Format every line of the data below as a JSON list of strings, one string per line, with blank lines left out. Keep the picture out of the list.

*Material for this exercise*:
===

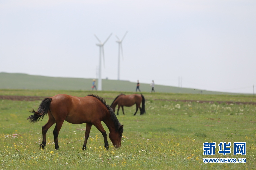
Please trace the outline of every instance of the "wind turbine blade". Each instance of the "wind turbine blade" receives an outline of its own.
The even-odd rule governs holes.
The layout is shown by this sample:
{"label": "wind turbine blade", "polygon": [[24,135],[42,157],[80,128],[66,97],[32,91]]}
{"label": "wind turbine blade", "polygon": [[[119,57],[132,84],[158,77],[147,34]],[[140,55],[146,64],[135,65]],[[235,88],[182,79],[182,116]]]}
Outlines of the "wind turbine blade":
{"label": "wind turbine blade", "polygon": [[95,36],[95,37],[96,37],[96,38],[97,38],[98,40],[99,40],[99,42],[101,43],[101,40],[99,40],[99,39],[98,38],[98,37],[96,35],[96,34],[94,34],[94,36]]}
{"label": "wind turbine blade", "polygon": [[104,44],[106,43],[107,41],[108,41],[108,40],[109,39],[109,37],[110,37],[110,36],[111,36],[112,35],[112,33],[111,33],[111,34],[110,34],[110,35],[109,35],[109,37],[108,37],[108,38],[107,38],[106,40],[103,43],[103,45],[104,45]]}
{"label": "wind turbine blade", "polygon": [[120,41],[120,39],[119,39],[119,38],[118,38],[118,37],[117,37],[117,36],[116,35],[115,35],[115,36],[116,36],[116,38],[117,38],[117,39],[118,39],[119,41]]}
{"label": "wind turbine blade", "polygon": [[123,58],[123,45],[122,45],[122,43],[120,43],[120,47],[121,48],[121,51],[122,52],[122,56]]}
{"label": "wind turbine blade", "polygon": [[105,68],[105,59],[104,58],[104,48],[103,48],[103,46],[102,46],[102,58],[103,59],[103,65],[104,66],[104,68]]}
{"label": "wind turbine blade", "polygon": [[122,39],[122,40],[121,40],[121,41],[122,41],[124,39],[124,37],[125,37],[125,36],[126,36],[126,35],[128,33],[128,31],[126,32],[126,33],[125,33],[125,34],[124,34],[124,35],[123,36],[123,37]]}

===

*Task result*:
[
  "Please trace the outline of every instance of the \"wind turbine blade\". Each instance of the \"wind turbine blade\" receives an outline of its own.",
  "The even-odd rule governs holes.",
  "The layout is shown by this sample:",
  "{\"label\": \"wind turbine blade\", \"polygon\": [[24,135],[42,157],[80,128],[66,97],[32,91]]}",
  "{\"label\": \"wind turbine blade\", \"polygon\": [[[119,57],[132,84],[158,77],[147,34]],[[140,55],[146,64],[135,65]],[[235,88],[182,79],[182,116]]]}",
  "Outlines of the \"wind turbine blade\":",
  "{\"label\": \"wind turbine blade\", \"polygon\": [[95,36],[95,37],[96,37],[96,38],[97,38],[98,40],[99,40],[99,42],[101,43],[101,40],[99,40],[99,39],[98,38],[98,37],[96,35],[96,34],[94,34],[94,36]]}",
  "{\"label\": \"wind turbine blade\", \"polygon\": [[104,44],[106,43],[107,41],[108,41],[108,40],[109,39],[109,37],[110,37],[110,36],[111,36],[112,35],[112,33],[111,33],[111,34],[110,34],[110,35],[109,35],[109,37],[108,37],[108,38],[107,38],[106,40],[103,43],[103,45],[104,45]]}",
  "{\"label\": \"wind turbine blade\", \"polygon\": [[120,41],[120,39],[119,39],[119,38],[118,38],[118,37],[117,37],[117,36],[116,35],[115,35],[115,36],[116,36],[116,38],[117,38],[117,39],[118,39],[119,41]]}",
  "{\"label\": \"wind turbine blade\", \"polygon\": [[123,58],[123,45],[122,45],[122,43],[120,43],[120,47],[121,48],[121,51],[122,52],[122,56]]}",
  "{\"label\": \"wind turbine blade\", \"polygon\": [[105,68],[105,59],[104,58],[104,48],[103,48],[103,46],[102,46],[102,58],[103,59],[103,65],[104,66],[104,68]]}",
  "{\"label\": \"wind turbine blade\", \"polygon\": [[122,39],[122,40],[121,40],[121,41],[122,41],[124,39],[124,37],[125,37],[125,36],[126,36],[126,35],[128,33],[128,31],[126,32],[126,33],[125,33],[125,34],[124,34],[124,35],[123,36],[123,37]]}"
]